_Extracted data_
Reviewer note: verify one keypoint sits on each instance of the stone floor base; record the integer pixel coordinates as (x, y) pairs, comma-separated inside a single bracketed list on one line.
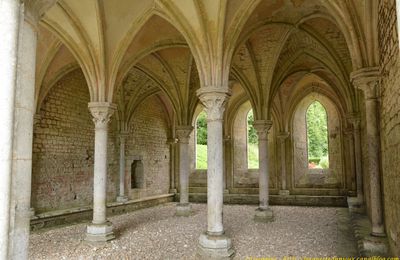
[(183, 209), (99, 232), (122, 199), (264, 215), (374, 246), (356, 205), (284, 192), (215, 247)]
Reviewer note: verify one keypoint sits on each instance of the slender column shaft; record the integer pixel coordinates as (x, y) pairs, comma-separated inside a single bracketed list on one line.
[(183, 133), (215, 176), (367, 80), (373, 161), (358, 157), (101, 113), (172, 187), (23, 136), (214, 100), (262, 127), (9, 26), (282, 140), (122, 138)]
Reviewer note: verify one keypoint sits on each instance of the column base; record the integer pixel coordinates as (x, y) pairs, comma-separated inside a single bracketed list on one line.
[(215, 247), (264, 215), (99, 232), (32, 212), (356, 205), (284, 192), (183, 209), (122, 199), (374, 246)]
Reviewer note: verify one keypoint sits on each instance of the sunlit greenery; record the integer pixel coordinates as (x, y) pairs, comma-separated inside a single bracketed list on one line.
[(201, 141), (317, 136), (252, 145), (201, 158)]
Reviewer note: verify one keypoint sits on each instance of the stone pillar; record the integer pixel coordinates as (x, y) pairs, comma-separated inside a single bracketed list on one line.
[(9, 27), (100, 230), (183, 134), (213, 243), (358, 204), (23, 138), (122, 138), (172, 186), (367, 80), (264, 212), (282, 141)]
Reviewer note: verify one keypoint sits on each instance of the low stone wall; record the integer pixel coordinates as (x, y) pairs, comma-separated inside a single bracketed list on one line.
[(83, 214), (292, 200)]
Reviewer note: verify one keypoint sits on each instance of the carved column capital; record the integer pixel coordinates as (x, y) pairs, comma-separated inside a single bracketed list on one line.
[(183, 132), (101, 113), (34, 10), (367, 80), (262, 128), (214, 100)]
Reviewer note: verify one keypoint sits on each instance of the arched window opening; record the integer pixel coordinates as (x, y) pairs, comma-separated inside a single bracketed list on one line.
[(201, 141), (252, 142), (317, 136)]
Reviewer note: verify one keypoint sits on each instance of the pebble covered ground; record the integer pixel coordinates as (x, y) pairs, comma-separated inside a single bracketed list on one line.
[(156, 233)]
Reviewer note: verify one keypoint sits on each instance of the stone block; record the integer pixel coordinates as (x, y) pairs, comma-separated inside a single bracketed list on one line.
[(215, 247)]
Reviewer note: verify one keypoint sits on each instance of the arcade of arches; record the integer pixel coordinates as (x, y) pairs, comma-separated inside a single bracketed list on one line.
[(99, 103)]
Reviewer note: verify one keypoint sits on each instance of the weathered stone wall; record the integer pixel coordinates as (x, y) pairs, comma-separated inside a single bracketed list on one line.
[(242, 176), (63, 148), (390, 120), (317, 181), (147, 141)]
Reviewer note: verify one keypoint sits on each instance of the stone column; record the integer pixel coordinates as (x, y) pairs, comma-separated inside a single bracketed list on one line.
[(355, 120), (172, 186), (367, 80), (9, 26), (23, 137), (122, 197), (213, 243), (264, 212), (100, 230), (183, 134), (282, 141)]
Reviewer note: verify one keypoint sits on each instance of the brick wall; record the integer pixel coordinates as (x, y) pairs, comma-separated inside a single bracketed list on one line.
[(390, 119), (147, 140), (63, 149)]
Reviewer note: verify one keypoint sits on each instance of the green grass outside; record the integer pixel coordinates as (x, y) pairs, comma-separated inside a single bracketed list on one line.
[(201, 160), (252, 156)]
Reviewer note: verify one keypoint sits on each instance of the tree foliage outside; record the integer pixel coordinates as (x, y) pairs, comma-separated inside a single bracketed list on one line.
[(252, 134), (252, 143), (317, 136), (201, 141), (201, 128)]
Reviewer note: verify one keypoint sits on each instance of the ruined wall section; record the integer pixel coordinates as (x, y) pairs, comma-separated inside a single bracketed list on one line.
[(390, 119), (148, 142), (63, 149)]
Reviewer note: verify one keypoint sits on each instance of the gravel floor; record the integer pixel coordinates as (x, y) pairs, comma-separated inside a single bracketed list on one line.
[(156, 233)]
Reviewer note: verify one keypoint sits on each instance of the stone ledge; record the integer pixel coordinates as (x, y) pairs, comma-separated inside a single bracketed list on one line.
[(84, 214), (367, 245)]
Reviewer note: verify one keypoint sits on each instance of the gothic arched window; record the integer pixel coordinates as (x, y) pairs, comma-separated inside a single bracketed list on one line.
[(201, 141), (317, 136), (252, 142)]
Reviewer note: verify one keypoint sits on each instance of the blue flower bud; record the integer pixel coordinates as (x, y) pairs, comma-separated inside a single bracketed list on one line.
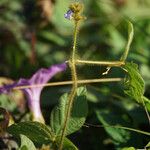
[(68, 14)]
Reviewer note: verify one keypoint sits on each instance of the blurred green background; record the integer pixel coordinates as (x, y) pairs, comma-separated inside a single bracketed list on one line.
[(35, 34)]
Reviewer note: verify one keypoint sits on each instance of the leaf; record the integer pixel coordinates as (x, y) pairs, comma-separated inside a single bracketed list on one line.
[(26, 143), (128, 148), (147, 146), (58, 19), (108, 118), (130, 38), (78, 115), (37, 132), (67, 145), (134, 83)]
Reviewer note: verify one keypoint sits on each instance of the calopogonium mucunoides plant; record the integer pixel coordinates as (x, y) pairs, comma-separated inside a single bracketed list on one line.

_Required work_
From the first line to the last, retype the material exactly and exclude the pictures.

_Written response_
Reviewer note: verify one keypoint sits on each instance of the stone floor base; record the integer pixel coordinates as (x, y) pairs, comma-separated inside a single bracketed list on one line.
[(183, 209), (99, 232), (122, 199), (264, 215), (374, 246), (356, 205), (284, 192), (215, 247)]
Reviewer note: verify one keypoint sits on each instance of the slender column shaft; record the integer pixel coordinates as (x, y) pairs, comma-separated inside a single bracketed list on one line.
[(183, 133), (215, 176), (367, 80), (373, 161), (358, 157), (101, 113), (172, 187), (23, 136), (214, 100), (262, 127), (9, 26), (282, 140), (122, 138)]
Reviewer note: verify one keypoint sits on each instance of the column base; record the integer pixel coordinates as (x, y) pairs, comma-separated inside a single bracketed list on one line.
[(215, 247), (264, 215), (99, 232), (32, 212), (356, 205), (284, 192), (183, 209), (122, 199), (374, 246)]
Reviewer note: verify one keypoint sits on each instance of the sunlit greenery; record the integer pixel coordinates as (x, y) pairs, comma-separated inside a single bracketed list on one line.
[(201, 141), (317, 136), (252, 145), (201, 158)]
Reviewer note: verify one keypoint sits on each instance of the stone pillar; record the integer pixel coordinates as (x, y) pairs, comma-separated inside a single bracketed list on one line.
[(9, 27), (100, 230), (183, 134), (213, 243), (358, 204), (23, 138), (122, 138), (172, 186), (367, 80), (264, 212), (282, 141)]
Reviewer note: verify one keypoint sits on each instance of the low stone wall; record the integer pixel coordinates as (x, y) pairs, comma-separated inside a single bracketed list on one line.
[(83, 214), (292, 200)]
Reviewer note: verify one keypoint sits on each instance of the carved column capital; record the integer pixel coordinates as (x, y) pairs, comma-separated inside a single bracketed list on one line.
[(183, 132), (101, 113), (34, 10), (367, 80), (262, 128), (214, 100)]
Reviewer note: verify one keypoint sits on each instance of the arched window opening; record the integer pixel coordinates as (x, y) pairs, comma-separated inside a single bracketed list on one line.
[(201, 141), (252, 142), (317, 136)]
Reviewer note: verify one keypoint sits on each instance of the pebble covered ground; record the integer pixel coordinates as (x, y) pairs, comma-separated inside a single bracketed list on one line.
[(156, 233)]
Reviewer note: verify one keypoint sits on each instance of the stone block; record the integer pixel coordinates as (x, y) pairs, comma-separated inside a single bracketed list on one line.
[(215, 247)]
Reviewer note: verify one keypoint sits on each instance of the arcade of arches; record the integer pixel coordinates as (x, y) pairs, comma-separated inside a single bracketed list on one line.
[(99, 103)]
Reviewer note: verify one keypoint sits on each instance of the weathered stone wall; record the integer pixel coordinates as (x, y) pairs, comma-separated inside a single bracketed list on one line.
[(242, 176), (63, 148), (390, 120), (317, 181), (147, 141)]
Reviewer note: verify one keypoint sits on each instance of the stone column; record the integer pixel coordinates as (x, y) pairs, comma-separated inside a single bracketed list on one line.
[(355, 120), (172, 186), (367, 80), (9, 26), (23, 137), (122, 197), (213, 243), (264, 212), (100, 230), (183, 134), (282, 141)]
Reviewer note: verify one keypoint sits on each instance of the brick wall; record the integer pixel coordinates as (x, y) pairs, comma-separated inside a single bracketed list on one line.
[(390, 119), (147, 140), (63, 149)]
Reviewer note: verify one keypoint sits on each instance of the green grass outside; record the integer pixel coordinates as (x, y) pairs, comma-separated inside a single bracketed list on one line.
[(201, 160), (252, 156)]
Reviewer note: verify one keypoint sits on each instance of the tree foliage outside; record the integer pixel coordinates as (x, y) pairs, comma-separated inside a single bracketed list on one line.
[(252, 134), (252, 143), (317, 136), (201, 141), (201, 128)]
Reviewer note: verify one keypoint sits on each instance of the ruined wall section; record the integer pixel coordinates as (x, y) pairs, comma-separated inside a single bracketed list on one line.
[(390, 119), (148, 142), (63, 149)]
Reviewer note: verify one keypoint sits on each instance of the gravel floor; record the integer pixel coordinates as (x, y) pairs, comma-separated inside a single bracketed list on one line.
[(156, 233)]
Reviewer note: verify one keypoint sits on each instance of the stone ledge; record the integer pixel coordinates as (x, y) pairs, comma-separated inside a single bracketed list on one line.
[(84, 214), (367, 245)]
Reviewer note: verify one keypoint sits on each instance of the gothic arched window; record the integer pixel coordinates as (x, y) pairs, comma-separated inside a single bracketed list on one line.
[(201, 141), (317, 136), (252, 142)]
Reviewer note: verify one keypoint sits on each instance of the blue flower bud; record the integer pixel coordinates as (x, y) pairs, comma-separated inside a single bracketed list on one line.
[(68, 14)]
Reviewer note: verify one keypoint sits on each instance of the blurred green background; record the integer pixel coordinates as (x, y) pairs, comma-separated inside a single bracketed list on one line.
[(35, 34)]
Reviewer note: verify one keypoint sits on each instance of the leaf; record the integer pixel coordinates as (x, y) pairs, comma-separated inside a single bracketed list on one line.
[(26, 143), (128, 148), (147, 146), (58, 19), (108, 118), (130, 38), (78, 115), (37, 132), (67, 145), (134, 83)]
Reviewer note: verify one keypoint sits on each instance of the calopogonium mucunoides plant; record the integer pixel coordinates as (x, y) pairs, comma-separated inside a single bracketed list on one line.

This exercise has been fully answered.